◆ Selected passage ◆
▽

# Speed solving increase processing skill?



## Paul Wagner (Jul 15, 2009)

I believe this is the correct topic for this type of discussion I believe it's a little off-topic but I really wanted to put this in the air. 
Okay so I was watching this video on savants, and there was this pianist and they said he could memorize music so well because of his heightened sensitivity of sound because he was blind.
I was wondering do you think that you're skill of processing increases after scrambling a cube and solving it so much but not just in cubing for other fields too, 
because if you scramble a lot, the more you practice the more used to scrambling you will be.
So in conclusion, the more you scramble the quicker you will be able to process because you are seeing it so often.
What is your input on this and thank you so much for reading!


----------



## cmhardw (Jul 15, 2009)

I think speedcubing has increased my processing ability for speedcubing. I can't say if it has helped me in other areas. I perceive that it "helps" me in other areas, but I have no definitive proof of this claim. The only proof I have is that BLD cubing has increased my real world short term memory ability. I had an episode about a year ago where I needed to meet a coworker at her house to deliver some papers. I had never been there before, so I wrote down the directions on a sheet of paper, and left the office having forgotten the paper. I was able to visually recall the paper and the directions which took 7 roads, only 2-3 of which were familiar to me, to get to her house. I was also able to correctly recall the house number without having to call.

△

◆ Task 1 ◆
Reproduce the passage of the speedcubing thread above that opens with the words containing "I was wondering" and closes with "it so often.".
◆ Task 2 ◆
Carry on the speedcubing thread above, picking up after its final sentence.

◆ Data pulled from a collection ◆

▽

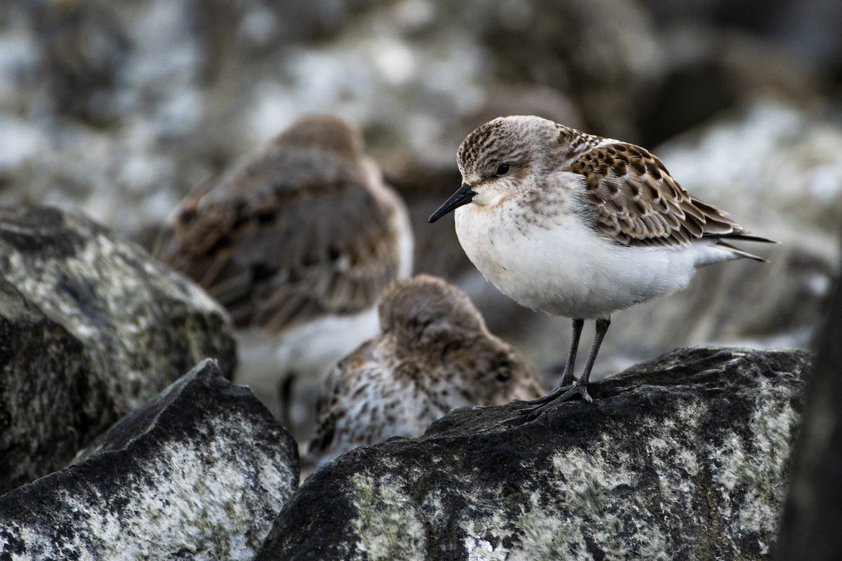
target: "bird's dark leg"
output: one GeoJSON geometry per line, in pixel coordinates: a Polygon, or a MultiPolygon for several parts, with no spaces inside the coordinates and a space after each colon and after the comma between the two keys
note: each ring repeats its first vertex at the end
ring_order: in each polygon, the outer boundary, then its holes
{"type": "Polygon", "coordinates": [[[578,350],[579,337],[582,336],[582,327],[584,325],[584,320],[573,320],[573,335],[570,341],[570,351],[568,352],[568,363],[564,365],[564,372],[562,373],[562,380],[556,386],[556,389],[546,395],[542,395],[537,400],[529,402],[530,405],[542,405],[553,401],[559,395],[570,389],[573,386],[570,382],[573,379],[573,368],[576,366],[576,352],[578,350]]]}
{"type": "MultiPolygon", "coordinates": [[[[564,365],[564,373],[562,374],[562,380],[558,383],[558,387],[566,385],[573,379],[573,368],[576,366],[576,352],[578,351],[578,341],[582,336],[582,327],[584,326],[584,320],[573,320],[573,336],[570,341],[570,351],[568,352],[568,363],[564,365]]],[[[552,393],[552,392],[551,392],[552,393]]]]}
{"type": "Polygon", "coordinates": [[[582,398],[588,403],[594,401],[590,395],[588,394],[588,380],[590,378],[590,370],[594,368],[596,355],[600,352],[600,346],[602,345],[602,340],[605,338],[605,332],[610,325],[610,318],[600,318],[596,320],[596,335],[594,336],[594,344],[590,346],[590,353],[588,355],[588,361],[585,363],[584,370],[578,379],[573,385],[569,386],[569,389],[558,398],[560,401],[564,401],[576,393],[581,394],[582,398]]]}

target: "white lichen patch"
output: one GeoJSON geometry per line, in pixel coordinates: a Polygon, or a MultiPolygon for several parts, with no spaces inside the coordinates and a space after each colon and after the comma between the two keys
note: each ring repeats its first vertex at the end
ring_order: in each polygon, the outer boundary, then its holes
{"type": "Polygon", "coordinates": [[[359,517],[350,521],[360,537],[363,558],[421,559],[427,551],[424,521],[407,496],[401,481],[375,479],[365,474],[351,478],[359,517]]]}
{"type": "Polygon", "coordinates": [[[284,458],[238,445],[265,440],[264,428],[236,413],[212,419],[202,438],[164,442],[122,476],[112,471],[83,491],[58,491],[58,520],[19,527],[19,539],[28,553],[51,558],[70,552],[81,559],[172,558],[189,552],[192,559],[251,559],[296,486],[284,458]],[[74,531],[56,540],[62,523],[74,531]]]}

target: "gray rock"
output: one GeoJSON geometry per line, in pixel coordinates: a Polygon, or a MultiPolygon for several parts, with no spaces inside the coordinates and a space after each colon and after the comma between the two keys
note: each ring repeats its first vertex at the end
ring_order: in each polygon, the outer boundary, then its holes
{"type": "Polygon", "coordinates": [[[809,369],[679,349],[531,421],[458,410],[314,473],[257,558],[769,558],[809,369]]]}
{"type": "Polygon", "coordinates": [[[79,463],[0,497],[0,558],[250,559],[297,462],[289,433],[206,360],[79,463]]]}
{"type": "Polygon", "coordinates": [[[226,376],[221,309],[82,216],[0,208],[0,493],[65,464],[200,360],[226,376]]]}
{"type": "Polygon", "coordinates": [[[816,345],[816,373],[781,520],[780,561],[842,558],[842,281],[816,345]]]}

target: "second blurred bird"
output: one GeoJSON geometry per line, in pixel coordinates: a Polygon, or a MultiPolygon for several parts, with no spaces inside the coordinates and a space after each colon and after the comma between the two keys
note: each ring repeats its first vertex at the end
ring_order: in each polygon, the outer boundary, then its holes
{"type": "Polygon", "coordinates": [[[531,368],[492,335],[464,292],[417,275],[395,283],[380,304],[381,332],[330,372],[319,400],[308,458],[392,437],[421,436],[457,407],[502,405],[544,393],[531,368]]]}
{"type": "Polygon", "coordinates": [[[413,237],[360,132],[313,116],[185,198],[153,253],[228,310],[235,382],[301,441],[324,373],[377,331],[381,294],[411,273],[413,237]]]}

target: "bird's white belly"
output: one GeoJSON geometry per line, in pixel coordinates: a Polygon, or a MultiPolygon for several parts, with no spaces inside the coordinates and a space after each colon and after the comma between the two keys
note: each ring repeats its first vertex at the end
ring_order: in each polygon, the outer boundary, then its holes
{"type": "MultiPolygon", "coordinates": [[[[499,207],[456,211],[466,254],[501,292],[521,305],[573,318],[612,312],[685,287],[693,248],[628,247],[595,233],[576,214],[549,227],[501,219],[499,207]]],[[[542,217],[545,218],[545,217],[542,217]]]]}

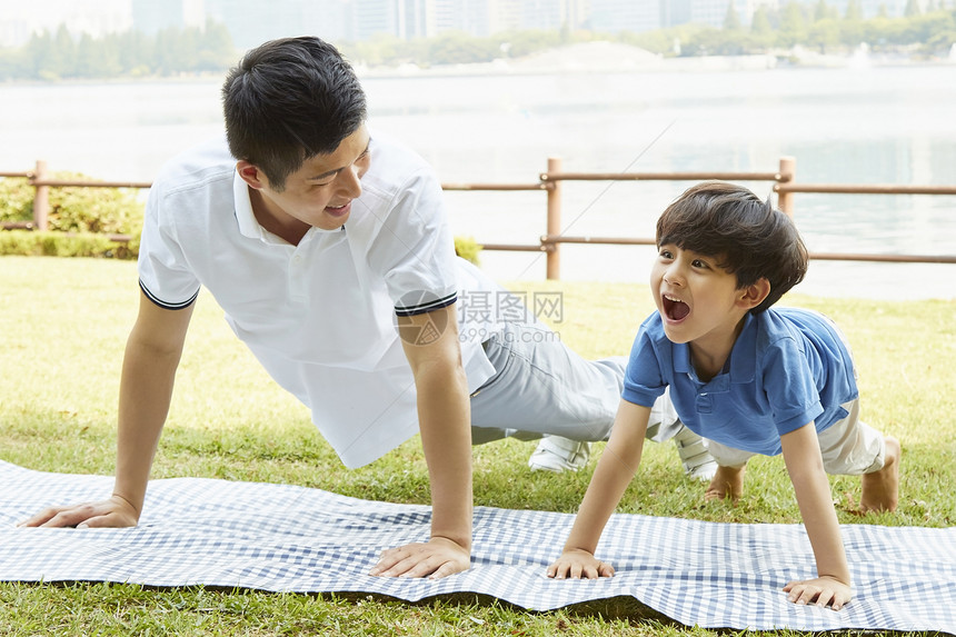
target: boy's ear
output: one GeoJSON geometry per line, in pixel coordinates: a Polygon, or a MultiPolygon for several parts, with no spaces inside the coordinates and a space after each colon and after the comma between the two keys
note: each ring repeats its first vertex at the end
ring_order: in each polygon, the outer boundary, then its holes
{"type": "Polygon", "coordinates": [[[739,292],[737,306],[750,310],[763,303],[764,299],[770,293],[770,281],[761,277],[757,279],[756,283],[737,291],[739,292]]]}
{"type": "Polygon", "coordinates": [[[240,159],[236,162],[236,172],[239,173],[239,177],[249,185],[250,188],[255,188],[256,190],[261,190],[266,187],[266,183],[262,181],[262,177],[259,172],[259,169],[256,168],[252,163],[249,163],[245,159],[240,159]]]}

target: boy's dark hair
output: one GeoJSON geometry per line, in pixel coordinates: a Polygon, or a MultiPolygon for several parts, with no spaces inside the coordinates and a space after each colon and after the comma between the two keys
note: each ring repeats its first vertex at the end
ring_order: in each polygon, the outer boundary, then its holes
{"type": "Polygon", "coordinates": [[[351,66],[318,38],[285,38],[250,50],[222,84],[226,138],[236,159],[281,191],[317,155],[333,152],[366,119],[351,66]]]}
{"type": "Polygon", "coordinates": [[[687,189],[657,220],[657,245],[717,257],[737,276],[737,288],[760,278],[770,293],[750,310],[760,313],[807,273],[807,249],[793,220],[750,190],[723,181],[687,189]]]}

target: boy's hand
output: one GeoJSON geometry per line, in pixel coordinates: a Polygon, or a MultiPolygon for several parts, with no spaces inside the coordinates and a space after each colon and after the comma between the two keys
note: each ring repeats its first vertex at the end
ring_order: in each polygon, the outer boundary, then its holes
{"type": "Polygon", "coordinates": [[[135,527],[139,511],[120,496],[100,502],[69,507],[51,507],[32,518],[18,522],[18,527],[135,527]]]}
{"type": "Polygon", "coordinates": [[[839,610],[853,597],[849,586],[829,577],[805,579],[803,581],[790,581],[784,587],[784,593],[789,593],[787,599],[794,604],[813,604],[817,606],[831,606],[839,610]]]}
{"type": "Polygon", "coordinates": [[[614,567],[586,550],[572,549],[562,553],[558,561],[548,567],[548,577],[555,579],[614,577],[614,567]]]}
{"type": "Polygon", "coordinates": [[[427,544],[409,544],[384,551],[369,575],[439,579],[469,568],[471,551],[450,539],[434,537],[427,544]]]}

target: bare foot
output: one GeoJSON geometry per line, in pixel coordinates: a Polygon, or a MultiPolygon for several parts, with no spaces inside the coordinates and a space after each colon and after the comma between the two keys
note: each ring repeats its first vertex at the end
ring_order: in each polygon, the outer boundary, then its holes
{"type": "Polygon", "coordinates": [[[704,501],[730,499],[736,502],[744,495],[745,467],[717,467],[717,472],[710,480],[710,486],[704,491],[704,501]]]}
{"type": "Polygon", "coordinates": [[[899,440],[886,436],[886,461],[883,468],[873,474],[864,474],[860,482],[863,495],[859,498],[859,510],[895,511],[899,501],[899,458],[903,450],[899,440]]]}

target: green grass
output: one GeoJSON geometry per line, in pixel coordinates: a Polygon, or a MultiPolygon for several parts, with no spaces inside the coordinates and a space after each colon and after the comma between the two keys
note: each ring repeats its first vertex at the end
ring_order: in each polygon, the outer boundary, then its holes
{"type": "MultiPolygon", "coordinates": [[[[626,354],[638,322],[653,309],[646,286],[639,285],[510,287],[561,291],[565,320],[554,327],[587,357],[626,354]]],[[[120,362],[139,295],[135,263],[2,257],[0,291],[0,459],[48,471],[112,474],[120,362]]],[[[834,477],[840,521],[953,526],[956,301],[794,293],[784,303],[819,309],[840,325],[858,361],[865,420],[903,444],[899,510],[863,518],[848,512],[859,480],[834,477]]],[[[476,447],[475,504],[575,511],[594,460],[576,475],[531,475],[526,461],[532,448],[514,440],[476,447]]],[[[310,424],[307,409],[261,370],[206,292],[192,319],[152,476],[289,482],[365,499],[429,501],[417,440],[367,467],[346,470],[310,424]]],[[[780,458],[751,460],[736,507],[704,506],[701,491],[700,484],[683,477],[670,445],[650,445],[619,510],[715,521],[799,521],[780,458]]],[[[648,617],[646,609],[624,600],[535,614],[467,596],[410,605],[205,588],[0,584],[0,635],[131,633],[716,634],[648,617]]]]}

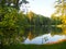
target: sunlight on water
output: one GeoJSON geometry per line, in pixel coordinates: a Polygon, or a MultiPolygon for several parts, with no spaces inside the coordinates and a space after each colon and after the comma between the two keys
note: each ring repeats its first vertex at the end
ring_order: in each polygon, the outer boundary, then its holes
{"type": "Polygon", "coordinates": [[[42,45],[42,44],[58,41],[61,39],[65,39],[65,35],[54,35],[54,36],[51,36],[51,34],[45,34],[45,35],[35,37],[32,40],[30,40],[28,38],[24,41],[24,44],[37,44],[37,45],[42,45]]]}

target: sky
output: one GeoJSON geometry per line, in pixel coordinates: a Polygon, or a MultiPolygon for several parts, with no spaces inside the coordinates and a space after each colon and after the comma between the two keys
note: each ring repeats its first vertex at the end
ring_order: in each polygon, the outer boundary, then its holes
{"type": "Polygon", "coordinates": [[[44,16],[51,17],[54,13],[54,2],[55,0],[28,0],[30,3],[28,4],[30,11],[33,11],[36,14],[41,14],[44,16]]]}

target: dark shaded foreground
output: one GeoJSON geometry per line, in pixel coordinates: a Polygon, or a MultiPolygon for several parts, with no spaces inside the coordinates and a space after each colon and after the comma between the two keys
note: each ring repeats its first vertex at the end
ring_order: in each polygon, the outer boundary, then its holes
{"type": "Polygon", "coordinates": [[[1,49],[66,49],[66,40],[58,44],[47,45],[11,45],[1,47],[1,49]]]}

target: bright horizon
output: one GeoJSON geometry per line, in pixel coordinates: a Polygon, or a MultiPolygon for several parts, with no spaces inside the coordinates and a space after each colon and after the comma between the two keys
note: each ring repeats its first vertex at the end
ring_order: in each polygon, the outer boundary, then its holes
{"type": "Polygon", "coordinates": [[[29,3],[29,11],[33,11],[36,14],[41,14],[47,17],[55,12],[54,2],[56,0],[28,0],[29,3]]]}

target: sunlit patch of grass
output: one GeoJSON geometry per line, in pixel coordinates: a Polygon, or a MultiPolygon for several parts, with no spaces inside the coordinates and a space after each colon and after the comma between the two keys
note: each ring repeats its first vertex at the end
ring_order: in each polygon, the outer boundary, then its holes
{"type": "Polygon", "coordinates": [[[16,44],[11,46],[4,46],[2,49],[66,49],[66,40],[63,40],[58,44],[51,45],[24,45],[16,44]]]}

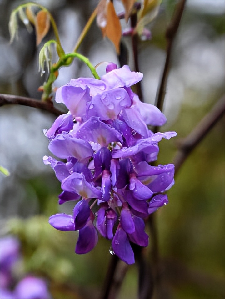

△

◆ Output 1 ◆
I was wondering do you think that you're skill of processing increases after scrambling a cube and solving it so much but not just in cubing for other fields too, 
because if you scramble a lot, the more you practice the more used to scrambling you will be.
So in conclusion, the more you scramble the quicker you will be able to process because you are seeing it so often.

◆ Output 2 ◆
Other than that episode, I don't know if speedcubing has helped me improve any "real world" abilities. I still love to cube even if it isn't helpful. It is fun to be good at something, even if that something is pointless in and of itself.

Chris


----------



## rahulkadukar (Jul 15, 2009)

Well I can now remember phone numbers after hearing them only once thanks to BLD memorization and apart ftrom that I can memorize things for a short while very fast especially lists, peoples names and of course Phone Numbers


----------



## V-te (Jul 15, 2009)

Yes, Actually, I just got into HTML and it doesn't seem as confusing anymore because it all works like a puzzle. (for me anyway.) Also, my dad and I were working on assembling a bike, and we lost the instructions, So I only had to look at the pieces and after about 10 minutes, I was able to complete the "puzzle" thanks to the shape shifters. So cubing does really benefit you, you just have to know where.


----------



## AvGalen (Jul 15, 2009)

Speedsolving hasn't helped my brain process anything faster.

Speedsolving has convinced me that the best way to do repetitive tasks is by relying on automatism (muscle memory)

Cubing in general has helped me break up big and complicated problems into smaller, easy, independent problems

Blindfolded cubing has helped me in organising information for short or longer memorisation

FMC has helped me realise that "quick-and-dirty" works best most of the time. Only when you need to highly optimise efficiency should you do so.

Cubing has helped me meet a lot of people (not just other cubers). Interacting with lots of different people really increased my social skills and my joy in life


----------



## V-te (Sep 22, 2009)

Sorry for bump, so according to Chris and AV, BLD increases memory?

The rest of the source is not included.